─── DATA FOR PROCESSING ───
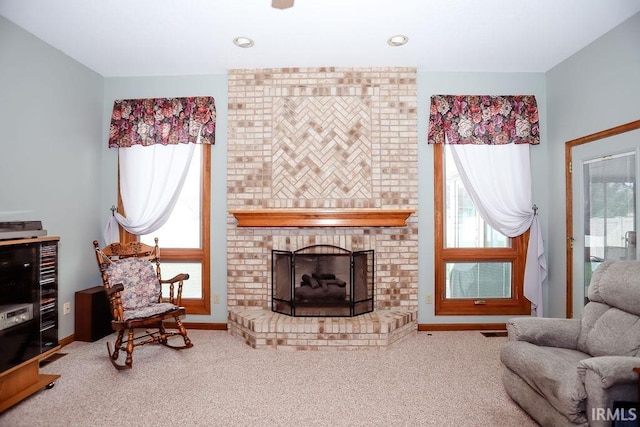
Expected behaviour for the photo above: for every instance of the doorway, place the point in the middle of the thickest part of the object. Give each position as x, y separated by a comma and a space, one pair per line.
602, 205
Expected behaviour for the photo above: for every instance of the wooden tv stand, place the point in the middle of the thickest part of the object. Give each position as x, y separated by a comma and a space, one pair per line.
23, 380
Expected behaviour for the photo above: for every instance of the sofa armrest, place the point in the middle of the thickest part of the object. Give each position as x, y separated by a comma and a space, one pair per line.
611, 370
550, 332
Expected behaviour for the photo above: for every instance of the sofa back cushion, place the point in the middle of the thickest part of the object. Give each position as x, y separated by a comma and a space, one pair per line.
609, 331
611, 319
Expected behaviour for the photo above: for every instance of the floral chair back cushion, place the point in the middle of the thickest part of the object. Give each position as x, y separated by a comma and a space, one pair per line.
138, 276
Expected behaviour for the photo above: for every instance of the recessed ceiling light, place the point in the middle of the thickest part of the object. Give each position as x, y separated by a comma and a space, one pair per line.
243, 42
397, 40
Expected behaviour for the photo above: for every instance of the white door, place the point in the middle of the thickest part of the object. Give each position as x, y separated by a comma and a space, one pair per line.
605, 207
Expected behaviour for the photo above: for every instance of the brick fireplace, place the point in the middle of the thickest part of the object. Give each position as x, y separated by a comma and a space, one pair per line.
309, 150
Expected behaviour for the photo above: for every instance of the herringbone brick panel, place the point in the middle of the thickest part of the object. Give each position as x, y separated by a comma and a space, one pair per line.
321, 147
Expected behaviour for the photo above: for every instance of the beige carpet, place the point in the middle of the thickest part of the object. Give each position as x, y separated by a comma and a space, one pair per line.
442, 378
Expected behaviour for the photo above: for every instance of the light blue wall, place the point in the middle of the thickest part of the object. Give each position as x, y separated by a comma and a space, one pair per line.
596, 89
51, 121
55, 113
471, 84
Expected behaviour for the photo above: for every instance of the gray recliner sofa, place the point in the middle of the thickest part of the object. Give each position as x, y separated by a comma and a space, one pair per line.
567, 372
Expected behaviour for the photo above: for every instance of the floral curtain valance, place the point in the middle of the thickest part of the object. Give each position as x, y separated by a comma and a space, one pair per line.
162, 121
483, 119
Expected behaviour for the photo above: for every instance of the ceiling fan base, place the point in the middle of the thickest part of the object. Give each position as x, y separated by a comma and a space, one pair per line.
282, 4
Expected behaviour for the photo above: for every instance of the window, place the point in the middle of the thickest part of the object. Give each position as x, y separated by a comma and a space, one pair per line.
477, 270
184, 238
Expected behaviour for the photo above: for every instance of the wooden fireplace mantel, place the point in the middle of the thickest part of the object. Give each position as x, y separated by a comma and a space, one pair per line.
322, 217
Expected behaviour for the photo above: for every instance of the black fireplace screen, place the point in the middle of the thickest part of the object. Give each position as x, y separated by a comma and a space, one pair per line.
322, 280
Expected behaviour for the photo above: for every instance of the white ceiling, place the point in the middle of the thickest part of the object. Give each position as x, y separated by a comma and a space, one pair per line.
183, 37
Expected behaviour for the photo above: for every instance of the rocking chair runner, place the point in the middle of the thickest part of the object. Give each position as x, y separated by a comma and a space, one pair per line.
134, 289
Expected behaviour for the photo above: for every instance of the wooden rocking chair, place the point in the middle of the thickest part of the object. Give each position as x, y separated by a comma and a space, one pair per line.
134, 289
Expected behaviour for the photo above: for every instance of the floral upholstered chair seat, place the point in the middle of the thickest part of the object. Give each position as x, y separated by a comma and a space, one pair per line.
142, 290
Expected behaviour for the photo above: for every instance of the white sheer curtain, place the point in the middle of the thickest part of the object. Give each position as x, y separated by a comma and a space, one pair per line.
151, 178
498, 179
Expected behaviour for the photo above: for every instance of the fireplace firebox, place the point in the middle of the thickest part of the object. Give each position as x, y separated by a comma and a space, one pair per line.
322, 280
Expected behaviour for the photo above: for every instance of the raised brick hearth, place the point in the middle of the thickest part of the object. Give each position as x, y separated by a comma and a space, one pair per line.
265, 329
315, 140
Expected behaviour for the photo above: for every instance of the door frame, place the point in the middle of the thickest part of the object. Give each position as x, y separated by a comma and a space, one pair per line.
568, 146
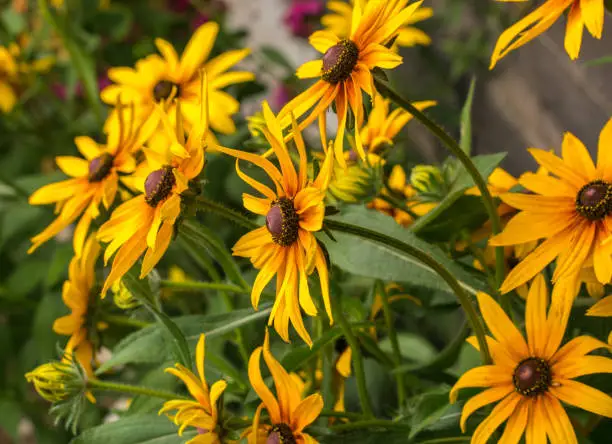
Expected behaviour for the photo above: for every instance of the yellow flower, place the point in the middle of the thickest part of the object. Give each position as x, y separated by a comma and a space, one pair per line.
339, 22
76, 294
344, 69
162, 79
531, 377
286, 246
589, 13
146, 222
52, 380
384, 125
570, 208
202, 412
93, 180
289, 414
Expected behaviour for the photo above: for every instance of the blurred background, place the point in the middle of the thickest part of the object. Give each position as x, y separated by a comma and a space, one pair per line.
530, 99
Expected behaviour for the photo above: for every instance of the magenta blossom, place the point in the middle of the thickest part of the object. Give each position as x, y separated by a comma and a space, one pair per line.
303, 15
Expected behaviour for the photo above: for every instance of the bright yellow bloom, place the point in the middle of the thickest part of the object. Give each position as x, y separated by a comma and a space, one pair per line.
51, 380
94, 179
286, 246
570, 208
162, 79
384, 125
531, 377
76, 294
289, 413
146, 222
202, 413
398, 184
589, 13
339, 22
344, 69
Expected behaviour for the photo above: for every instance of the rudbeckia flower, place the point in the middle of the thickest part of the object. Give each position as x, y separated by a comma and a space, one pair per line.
289, 414
398, 186
76, 294
286, 245
581, 14
344, 69
202, 412
93, 180
339, 22
146, 222
531, 378
161, 80
570, 208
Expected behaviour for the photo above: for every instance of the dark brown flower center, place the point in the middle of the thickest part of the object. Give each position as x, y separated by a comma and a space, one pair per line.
163, 90
100, 167
158, 185
281, 434
339, 61
282, 222
532, 377
594, 200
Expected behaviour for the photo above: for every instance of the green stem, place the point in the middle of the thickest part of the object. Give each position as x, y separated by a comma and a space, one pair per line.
334, 414
96, 384
199, 286
456, 150
124, 320
397, 354
362, 389
426, 259
227, 213
371, 423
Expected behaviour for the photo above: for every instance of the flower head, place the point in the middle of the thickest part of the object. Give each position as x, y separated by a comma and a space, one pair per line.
162, 79
94, 179
286, 245
340, 19
530, 378
589, 13
76, 294
344, 70
570, 208
145, 223
289, 414
202, 412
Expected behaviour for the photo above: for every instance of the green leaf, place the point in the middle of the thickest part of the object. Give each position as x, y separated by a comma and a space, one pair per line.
141, 289
485, 165
466, 120
138, 429
429, 411
199, 235
150, 344
371, 259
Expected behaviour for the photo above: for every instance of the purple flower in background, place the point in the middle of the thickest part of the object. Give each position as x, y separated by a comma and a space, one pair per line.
303, 16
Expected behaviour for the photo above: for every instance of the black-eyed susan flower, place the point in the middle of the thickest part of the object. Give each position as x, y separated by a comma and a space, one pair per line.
570, 208
145, 223
398, 186
201, 412
531, 378
288, 413
286, 245
94, 179
344, 69
160, 80
340, 17
77, 293
581, 14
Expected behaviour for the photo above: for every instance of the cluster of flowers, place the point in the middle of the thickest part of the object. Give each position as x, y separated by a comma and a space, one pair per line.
158, 136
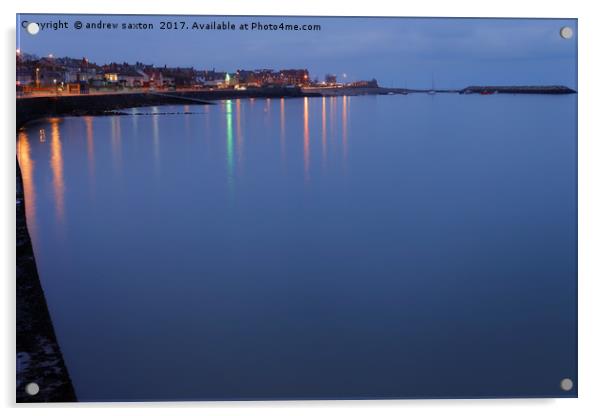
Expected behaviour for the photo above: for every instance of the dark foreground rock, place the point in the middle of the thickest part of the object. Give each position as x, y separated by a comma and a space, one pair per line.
39, 358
───
■ TASK BRIEF: Make an exact copy of the records shown above, without the pictures.

■ ANSWER TO THIS PROBLEM:
Expected behaviour for the photo above: for every instance of the doorway, place the point in the middle of the thickest part of the object. Give each position as x, y separated by a comma and a space, one pair per line.
602, 205
Expected behaviour for the photo above: for every instance of the wooden tv stand, place the point in the middle of the thickest part of the object. Give each position as x, y separated by a comma and a space, one pair per line.
23, 380
Expected behaviour for the photo above: for every instance of the sofa armrest, place the point in the middle of the thickest part of the object. Give each position as x, y separated by a comma and a space, one pair per line.
611, 370
550, 332
Expected behaviour for the photo above: for every instance of the sofa back cushion, place the point in the middle of the thickest part of the object. Give each position as x, y separated by a comma and a space, one pair per line.
609, 331
611, 319
Expected behaviour for the photo above: for every instance of the floral chair back cushion, place the point in the middle of the thickest part of the object. Give each position as x, y separated by a comma and a space, one pair per line.
138, 276
Expected behaviour for the photo above: for every instance of the recessed ceiling light, place the point in the middle of the thickest part of the object. Give each position as x, y separated by a comma and a space, one pair per line.
243, 42
397, 40
Expected behaviour for the photo above: for every instance of the white door, place the point in the middle of the thickest part of the object. Give each position as x, y separated by a comma and a space, one pair per line.
605, 207
Expected behaviour for the photo above: for every instance of the brick fireplace, place the point in the middle of the thickest part of the object. Give each position as x, y separated by a comma and a space, one pair per line.
309, 150
Expected behaviour for the photo above: for every instance of the herringbone brick panel, place the point in the middle of the thickest part of the object. Give each position as x, y separated by a comma and a space, one pair per line.
321, 147
Expected behaviour for the photo above: for every instance of the beige carpet, place the point in the middle of the thickest part of the object. Give each position as x, y separated by a comma and a space, one pair per line.
442, 378
Expected behaviour for the photo above: for every instance of the light blue wall, place the point in the middle of the thickest part of the object. Give each position as x, y separated by a comma and a space, one pair per line.
596, 89
51, 121
55, 113
471, 84
Expected behaviour for the photo above: for every instance of the gray recliner sofa, place the point in the middle of the thickest part of the object. Give each position as x, y separated by a comma and a space, one pair per line.
567, 372
Expected behaviour for the photo above: for every instance of the floral curtain valance, place the point in the middle of the thickest part of the object. Give each position as x, y separated by a comma and a space, one pair per line.
162, 121
483, 119
Expected behaviour for the photo above: for every instance of the ceiling fan base, place the point in the middle of the thickest part of the object. Give each position as x, y separated by a comma and a space, one pair per line.
282, 4
Expected behaviour for the photo above: for every instance of the window, place the point in the middle of the thickest part of the object. Give each position as x, y separated by a comma and a space, one pair per line.
477, 270
184, 238
Expected behaviour for the photo above: for every instance of the wooden fireplace mantel, place the point in the middle of the thickest part of the object. Give each position as x, y separated by a comma and a space, one pair per line.
322, 217
Expected behaviour for the photo above: for every instance of the black fireplace screen, place the point in the middle of the thickest part of the object. Give each position as x, y separated by a comma and a space, one pair per line.
322, 280
Expected behaviour for the photo above: for every instance of the white ceiling, place the point in the middle of the thickest part of the object. Give each position as x, y separated by a comma and a space, one pair per line.
183, 37
Expected behaviour for the photo above: for every instance of the rocking chair runner, place the point in the middle of the thickest part of the object. Give each position as x, y separated by a comma and a space, one pair per line.
134, 289
Expected behaviour for the photo above: for every instance of the wooden rocking chair, place the point in the middle of the thickest part of the object. Give each position as x, y separated by a comma and a space, one pair per line.
134, 289
Expected behaviour for the photo above: for every instance of the floral upholstered chair seat, place the point in the middle of the thickest part of the object. Give each position as x, y separated by a comma and a space, one pair per line.
142, 290
Expected behaviour for the photo above: for every instance of the white sheer curtain, place the point in the middle of the thickest part of the object. Give each position as x, y separated by a comma and a space, one pair per line.
151, 178
498, 179
Expected behaviour for the photo above: for every instance of the fireplace firebox, place the point in the middle of the thickest part of the object. Give each position as x, y separated by a comma and a space, one pair per line.
322, 280
Expected behaviour for the photo above: for every instance of the raised brick hearth, place the point in the middle of the thickest part of the object. Give each position as x, y separated by a comma and a space, one pair per line.
265, 329
315, 140
Expected behaviour for the photo above: for every instance of the door frame, place the point in the middle of the thickest part of the object. Give each position as x, y separated by a comma and a space, one pair per line.
568, 146
Expected behaviour for the photo above: for every instance of the yellow flower, place the point in the middle of the thickest part of the object. Give each position as x, y separated by a comma and a space, one pair per line.
339, 22
76, 294
344, 69
162, 79
531, 377
286, 246
589, 13
146, 222
52, 380
384, 125
570, 208
202, 412
93, 180
289, 414
Expected behaviour for the photo above: for every instance of the blurred background, place the point in the middle of the thickest part of the object. Give each position as x, y separated by a comma and a space, one pair per line.
530, 99
Expected behaviour for the photo above: for every instance of the magenta blossom, place the point in the middle of the thickest part of the object. Give each position as x, y separated by a comma and a space, one pair per line.
303, 15
Expected behaviour for the photo above: for every instance of the bright yellow bloom, place the point in the middle of the thickest part of the object. Give each position as x, y separated by a comma and a space, one pair per line.
51, 380
94, 179
286, 246
570, 208
162, 79
384, 125
531, 377
76, 294
289, 413
146, 222
202, 413
398, 184
589, 13
339, 22
344, 69
Expected behaviour for the photo above: for every instance of the rudbeckia flower, place the point in the middle of the thickest part of the object. Give each position as x, y separated by a comma and a space, one pair per line.
289, 414
398, 186
76, 294
286, 245
581, 14
344, 69
202, 412
93, 180
339, 22
146, 222
531, 378
161, 80
570, 208
Expected behaviour for the photo above: for every instance of the dark brown flower center, place the point in the middle of the thickest part of the object. Give each position as x, y separated by a comma and a space, one pair per line.
163, 90
100, 167
158, 185
281, 434
339, 61
282, 222
532, 377
594, 200
Expected behaviour for the photo above: for every instance of the green stem, place the point in the middle of the thickest part of the object. Give each position as x, y separated by a comma and a space, one pair per line.
334, 414
96, 384
199, 286
456, 150
124, 320
397, 354
362, 389
426, 259
227, 213
371, 423
Expected behaviour for the photo above: for every instance of the flower head, place the point in the middle of the thickest part of the object. Give each position as x, y separated by a comma and a space, one pair per line.
162, 79
94, 179
286, 245
340, 19
530, 378
589, 13
76, 294
344, 70
570, 208
145, 223
289, 414
202, 412
Expected behaviour for the photo above: for every instance of the green leaf, place the point in the middle of the thickest part of the object. Give each position as x, y separated by a comma and a space, one pair per line.
141, 289
485, 165
466, 120
138, 429
429, 411
199, 235
150, 344
371, 259
Expected behaviour for the photo above: for every instance of the purple flower in background, place the point in the middle of the thickest part of the object. Give each position as x, y separated by a comma and a space, one pair per line.
303, 16
Expected behaviour for the photo above: for every instance of the black-eyed susan flower, place the point in the middle of the thickest part of the object. Give each position as x, y separated by a comma and a space, one pair per line.
570, 208
145, 223
398, 186
201, 412
531, 378
288, 413
286, 245
94, 179
344, 69
160, 80
340, 17
77, 293
581, 14
Expected behaviour for the photo above: for every instance of the cluster of flowers, place the point in the middle of the thickest part of the object. Give each position as x, y separated by a comma and a space, one pair per line.
158, 136
Expected behaviour for the photo above: for every instance of the dark foreground rock, place the point in the middle of the thickest part of the object. Give each position as x, y separated by a comma and a space, one pair per line.
39, 358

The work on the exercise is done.